Every line of the material below, from the top through the line with "sample | <point>75,77</point>", should be reproduced exactly.
[Data for this task Boundary: Start]
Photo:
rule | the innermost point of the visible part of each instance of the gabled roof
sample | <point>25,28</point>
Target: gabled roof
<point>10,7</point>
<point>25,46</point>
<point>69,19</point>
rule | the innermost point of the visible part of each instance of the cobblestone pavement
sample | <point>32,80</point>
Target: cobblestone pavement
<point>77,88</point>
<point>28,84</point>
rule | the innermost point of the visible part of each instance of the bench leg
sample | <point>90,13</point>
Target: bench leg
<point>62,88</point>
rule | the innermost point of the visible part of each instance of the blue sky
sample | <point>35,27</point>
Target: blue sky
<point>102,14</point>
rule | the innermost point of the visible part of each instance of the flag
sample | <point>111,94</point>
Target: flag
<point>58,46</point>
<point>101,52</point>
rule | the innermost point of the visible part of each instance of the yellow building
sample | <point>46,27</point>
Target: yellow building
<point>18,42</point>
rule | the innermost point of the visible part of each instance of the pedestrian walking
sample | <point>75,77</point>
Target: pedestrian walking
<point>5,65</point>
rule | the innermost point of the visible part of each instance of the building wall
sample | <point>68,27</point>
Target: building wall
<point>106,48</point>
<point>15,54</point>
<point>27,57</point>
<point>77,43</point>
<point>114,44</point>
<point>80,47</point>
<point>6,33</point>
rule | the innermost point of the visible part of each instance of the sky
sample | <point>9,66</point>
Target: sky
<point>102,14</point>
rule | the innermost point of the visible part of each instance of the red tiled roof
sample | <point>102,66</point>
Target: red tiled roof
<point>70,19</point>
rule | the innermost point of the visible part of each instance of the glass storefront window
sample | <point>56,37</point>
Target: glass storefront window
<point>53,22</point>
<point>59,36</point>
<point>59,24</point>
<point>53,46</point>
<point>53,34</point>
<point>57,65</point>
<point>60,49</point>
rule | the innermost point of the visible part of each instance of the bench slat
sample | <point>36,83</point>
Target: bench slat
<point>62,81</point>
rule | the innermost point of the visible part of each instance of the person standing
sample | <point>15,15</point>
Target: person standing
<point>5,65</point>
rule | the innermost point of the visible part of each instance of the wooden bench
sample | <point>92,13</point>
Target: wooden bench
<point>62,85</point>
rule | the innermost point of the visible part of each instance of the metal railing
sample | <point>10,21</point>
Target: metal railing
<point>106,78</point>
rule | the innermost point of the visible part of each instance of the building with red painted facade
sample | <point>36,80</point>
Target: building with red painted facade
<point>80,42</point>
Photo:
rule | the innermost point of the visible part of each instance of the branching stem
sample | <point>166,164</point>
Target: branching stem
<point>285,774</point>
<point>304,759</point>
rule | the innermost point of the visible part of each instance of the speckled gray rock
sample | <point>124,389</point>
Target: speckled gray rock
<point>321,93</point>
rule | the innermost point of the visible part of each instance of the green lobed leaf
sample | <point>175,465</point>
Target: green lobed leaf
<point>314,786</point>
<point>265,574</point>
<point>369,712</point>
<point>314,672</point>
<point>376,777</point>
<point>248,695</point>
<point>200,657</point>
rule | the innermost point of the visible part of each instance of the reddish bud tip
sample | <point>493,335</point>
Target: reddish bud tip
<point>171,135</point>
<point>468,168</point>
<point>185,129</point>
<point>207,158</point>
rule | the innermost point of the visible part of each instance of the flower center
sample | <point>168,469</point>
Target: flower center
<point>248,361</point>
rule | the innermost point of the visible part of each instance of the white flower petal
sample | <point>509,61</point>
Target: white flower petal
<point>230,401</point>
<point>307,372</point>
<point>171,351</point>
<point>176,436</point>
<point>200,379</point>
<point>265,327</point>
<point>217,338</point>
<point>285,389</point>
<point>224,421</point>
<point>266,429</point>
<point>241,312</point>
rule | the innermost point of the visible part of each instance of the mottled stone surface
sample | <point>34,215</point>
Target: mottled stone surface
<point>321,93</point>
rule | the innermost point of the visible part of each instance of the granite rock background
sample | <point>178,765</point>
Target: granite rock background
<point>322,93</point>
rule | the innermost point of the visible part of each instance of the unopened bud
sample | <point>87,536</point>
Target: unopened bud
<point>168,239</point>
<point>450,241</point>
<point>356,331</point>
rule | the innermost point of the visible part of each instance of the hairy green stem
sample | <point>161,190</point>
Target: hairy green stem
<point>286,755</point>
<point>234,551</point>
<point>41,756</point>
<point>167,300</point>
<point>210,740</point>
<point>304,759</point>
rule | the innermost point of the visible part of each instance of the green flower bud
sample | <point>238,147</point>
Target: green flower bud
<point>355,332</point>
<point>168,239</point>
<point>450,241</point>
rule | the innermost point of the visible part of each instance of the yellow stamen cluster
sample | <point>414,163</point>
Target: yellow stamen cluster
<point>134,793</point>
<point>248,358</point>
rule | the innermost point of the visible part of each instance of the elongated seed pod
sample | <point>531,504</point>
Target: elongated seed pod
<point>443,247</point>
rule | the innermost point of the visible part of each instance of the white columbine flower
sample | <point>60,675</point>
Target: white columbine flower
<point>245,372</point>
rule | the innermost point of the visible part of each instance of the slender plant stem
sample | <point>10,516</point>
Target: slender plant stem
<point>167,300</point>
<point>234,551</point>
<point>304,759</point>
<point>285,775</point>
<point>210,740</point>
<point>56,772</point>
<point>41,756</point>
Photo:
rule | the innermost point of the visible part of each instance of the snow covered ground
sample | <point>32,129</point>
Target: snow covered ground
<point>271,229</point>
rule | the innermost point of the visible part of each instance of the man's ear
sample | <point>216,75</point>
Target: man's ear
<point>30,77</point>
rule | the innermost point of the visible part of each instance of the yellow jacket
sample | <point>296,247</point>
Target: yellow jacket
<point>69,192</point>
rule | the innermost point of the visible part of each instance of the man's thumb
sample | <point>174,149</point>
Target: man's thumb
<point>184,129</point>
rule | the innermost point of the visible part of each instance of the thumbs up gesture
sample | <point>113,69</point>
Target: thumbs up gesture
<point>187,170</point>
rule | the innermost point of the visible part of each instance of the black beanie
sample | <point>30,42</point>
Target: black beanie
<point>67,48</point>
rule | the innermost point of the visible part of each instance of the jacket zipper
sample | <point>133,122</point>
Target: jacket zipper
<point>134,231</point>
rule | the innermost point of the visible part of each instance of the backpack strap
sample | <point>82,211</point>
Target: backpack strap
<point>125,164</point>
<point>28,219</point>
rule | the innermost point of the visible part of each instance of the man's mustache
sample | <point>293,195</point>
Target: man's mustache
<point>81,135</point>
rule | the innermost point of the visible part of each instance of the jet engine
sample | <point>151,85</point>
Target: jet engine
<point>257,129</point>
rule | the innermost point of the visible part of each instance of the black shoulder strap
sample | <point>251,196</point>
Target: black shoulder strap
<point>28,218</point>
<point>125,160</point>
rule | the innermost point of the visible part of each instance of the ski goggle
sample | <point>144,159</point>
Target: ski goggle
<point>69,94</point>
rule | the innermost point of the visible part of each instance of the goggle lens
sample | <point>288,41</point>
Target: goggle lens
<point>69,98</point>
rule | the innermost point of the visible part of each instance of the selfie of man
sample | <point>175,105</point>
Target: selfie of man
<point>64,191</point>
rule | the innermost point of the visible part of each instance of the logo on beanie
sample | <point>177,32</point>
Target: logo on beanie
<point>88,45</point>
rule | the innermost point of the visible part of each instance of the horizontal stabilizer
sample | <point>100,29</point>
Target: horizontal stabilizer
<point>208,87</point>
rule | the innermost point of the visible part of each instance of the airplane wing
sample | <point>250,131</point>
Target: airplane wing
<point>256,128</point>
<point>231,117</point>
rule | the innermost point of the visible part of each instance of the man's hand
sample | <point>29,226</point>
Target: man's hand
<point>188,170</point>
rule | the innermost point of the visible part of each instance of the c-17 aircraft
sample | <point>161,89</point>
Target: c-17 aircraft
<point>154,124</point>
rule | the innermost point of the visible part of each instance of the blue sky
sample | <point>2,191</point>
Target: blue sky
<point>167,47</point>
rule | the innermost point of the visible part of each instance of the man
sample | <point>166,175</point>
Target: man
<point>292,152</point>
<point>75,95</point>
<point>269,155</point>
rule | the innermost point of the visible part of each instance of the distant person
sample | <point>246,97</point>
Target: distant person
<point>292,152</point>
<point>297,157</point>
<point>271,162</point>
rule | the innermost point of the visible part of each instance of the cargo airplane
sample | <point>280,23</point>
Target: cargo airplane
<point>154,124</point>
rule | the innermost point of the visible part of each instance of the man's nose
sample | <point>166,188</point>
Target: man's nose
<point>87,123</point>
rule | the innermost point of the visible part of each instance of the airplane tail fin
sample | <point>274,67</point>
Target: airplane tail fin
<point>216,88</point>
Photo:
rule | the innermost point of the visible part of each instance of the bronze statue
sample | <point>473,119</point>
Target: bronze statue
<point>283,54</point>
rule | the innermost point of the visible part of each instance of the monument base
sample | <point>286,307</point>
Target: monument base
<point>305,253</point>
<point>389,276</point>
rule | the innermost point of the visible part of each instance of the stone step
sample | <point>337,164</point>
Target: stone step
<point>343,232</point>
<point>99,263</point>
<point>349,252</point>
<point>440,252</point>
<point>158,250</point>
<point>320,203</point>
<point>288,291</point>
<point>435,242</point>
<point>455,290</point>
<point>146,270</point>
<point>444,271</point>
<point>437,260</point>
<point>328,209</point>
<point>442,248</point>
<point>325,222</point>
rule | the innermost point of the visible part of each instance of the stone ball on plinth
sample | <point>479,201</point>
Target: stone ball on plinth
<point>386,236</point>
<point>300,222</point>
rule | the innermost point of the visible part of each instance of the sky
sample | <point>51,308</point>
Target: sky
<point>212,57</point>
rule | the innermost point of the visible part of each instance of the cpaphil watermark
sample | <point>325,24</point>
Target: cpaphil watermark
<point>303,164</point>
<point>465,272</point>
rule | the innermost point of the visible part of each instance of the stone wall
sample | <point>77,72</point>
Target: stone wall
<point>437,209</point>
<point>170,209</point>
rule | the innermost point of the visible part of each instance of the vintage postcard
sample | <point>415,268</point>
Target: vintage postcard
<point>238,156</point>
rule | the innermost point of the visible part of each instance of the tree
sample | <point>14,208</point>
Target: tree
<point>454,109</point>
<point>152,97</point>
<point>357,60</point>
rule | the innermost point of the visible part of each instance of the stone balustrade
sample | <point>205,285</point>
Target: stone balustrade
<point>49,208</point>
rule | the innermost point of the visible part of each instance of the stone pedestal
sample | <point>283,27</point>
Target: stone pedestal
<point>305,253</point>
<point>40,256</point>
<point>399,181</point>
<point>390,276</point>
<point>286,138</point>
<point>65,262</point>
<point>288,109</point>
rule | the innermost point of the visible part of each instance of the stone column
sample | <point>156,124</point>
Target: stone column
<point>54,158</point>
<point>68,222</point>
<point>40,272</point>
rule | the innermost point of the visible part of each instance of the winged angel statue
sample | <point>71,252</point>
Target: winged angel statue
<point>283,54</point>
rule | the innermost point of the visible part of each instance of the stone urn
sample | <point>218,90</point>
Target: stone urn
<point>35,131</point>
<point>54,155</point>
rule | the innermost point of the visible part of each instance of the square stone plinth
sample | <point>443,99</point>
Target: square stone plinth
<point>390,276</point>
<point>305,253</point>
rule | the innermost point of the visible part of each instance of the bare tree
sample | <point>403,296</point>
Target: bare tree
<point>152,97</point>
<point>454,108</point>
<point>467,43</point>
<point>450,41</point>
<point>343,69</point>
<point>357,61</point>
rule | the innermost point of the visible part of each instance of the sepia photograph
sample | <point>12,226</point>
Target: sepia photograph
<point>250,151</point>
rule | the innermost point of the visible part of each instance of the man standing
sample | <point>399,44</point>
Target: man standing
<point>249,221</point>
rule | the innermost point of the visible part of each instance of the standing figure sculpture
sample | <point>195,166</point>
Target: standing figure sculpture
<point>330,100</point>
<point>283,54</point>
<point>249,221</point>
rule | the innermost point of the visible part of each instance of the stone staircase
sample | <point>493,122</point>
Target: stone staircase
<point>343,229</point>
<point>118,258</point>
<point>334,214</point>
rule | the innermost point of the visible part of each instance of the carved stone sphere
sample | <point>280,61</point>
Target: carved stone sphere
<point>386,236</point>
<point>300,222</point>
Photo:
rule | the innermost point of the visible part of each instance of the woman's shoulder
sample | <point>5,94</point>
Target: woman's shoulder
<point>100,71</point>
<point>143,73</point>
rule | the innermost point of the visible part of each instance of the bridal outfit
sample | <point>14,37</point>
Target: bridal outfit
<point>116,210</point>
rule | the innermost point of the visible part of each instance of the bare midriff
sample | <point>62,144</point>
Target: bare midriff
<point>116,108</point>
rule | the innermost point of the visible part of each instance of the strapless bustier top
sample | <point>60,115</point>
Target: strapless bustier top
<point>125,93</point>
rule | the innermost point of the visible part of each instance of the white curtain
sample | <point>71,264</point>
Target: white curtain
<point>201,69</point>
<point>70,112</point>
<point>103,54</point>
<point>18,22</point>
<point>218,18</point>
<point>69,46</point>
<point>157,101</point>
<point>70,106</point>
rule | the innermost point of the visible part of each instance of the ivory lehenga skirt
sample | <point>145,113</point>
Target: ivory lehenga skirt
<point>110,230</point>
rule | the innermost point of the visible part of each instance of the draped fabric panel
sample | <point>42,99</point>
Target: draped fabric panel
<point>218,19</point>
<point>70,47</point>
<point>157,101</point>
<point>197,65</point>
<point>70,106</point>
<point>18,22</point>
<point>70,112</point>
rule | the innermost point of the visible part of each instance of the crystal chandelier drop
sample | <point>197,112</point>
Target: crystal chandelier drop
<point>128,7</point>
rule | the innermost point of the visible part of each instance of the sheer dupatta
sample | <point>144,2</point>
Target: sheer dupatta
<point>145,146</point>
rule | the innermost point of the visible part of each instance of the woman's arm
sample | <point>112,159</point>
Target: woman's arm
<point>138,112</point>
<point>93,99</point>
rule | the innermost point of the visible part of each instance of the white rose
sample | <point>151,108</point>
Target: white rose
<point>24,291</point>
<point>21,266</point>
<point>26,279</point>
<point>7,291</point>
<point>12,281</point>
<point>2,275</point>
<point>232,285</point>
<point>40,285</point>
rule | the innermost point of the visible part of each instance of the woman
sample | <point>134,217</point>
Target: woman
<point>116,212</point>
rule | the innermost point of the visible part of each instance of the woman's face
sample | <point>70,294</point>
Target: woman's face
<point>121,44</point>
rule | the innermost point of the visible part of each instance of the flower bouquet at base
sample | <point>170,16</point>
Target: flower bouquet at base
[Data for this task Boundary: End]
= Task output =
Photo:
rule | the innermost point of the visible part of each instance of the gabled roof
sample | <point>25,28</point>
Target: gabled roof
<point>10,7</point>
<point>25,46</point>
<point>69,19</point>
rule | the innermost point of the visible part of each instance of the cobblestone pavement
sample | <point>32,80</point>
Target: cobblestone pavement
<point>77,88</point>
<point>28,84</point>
rule | the innermost point of the visible part of each instance of the bench leg
sample | <point>90,13</point>
Target: bench leg
<point>62,88</point>
rule | the innermost point of the visible part of each instance of the blue sky
sample | <point>35,27</point>
Target: blue sky
<point>102,14</point>
rule | the innermost point of the visible part of each instance of the flag
sample | <point>111,94</point>
Target: flag
<point>58,46</point>
<point>101,52</point>
rule | the innermost point of the visible part of each instance of the yellow building
sample | <point>46,27</point>
Target: yellow building
<point>18,42</point>
rule | the innermost point of the visible part of each instance of the pedestrian walking
sample | <point>75,77</point>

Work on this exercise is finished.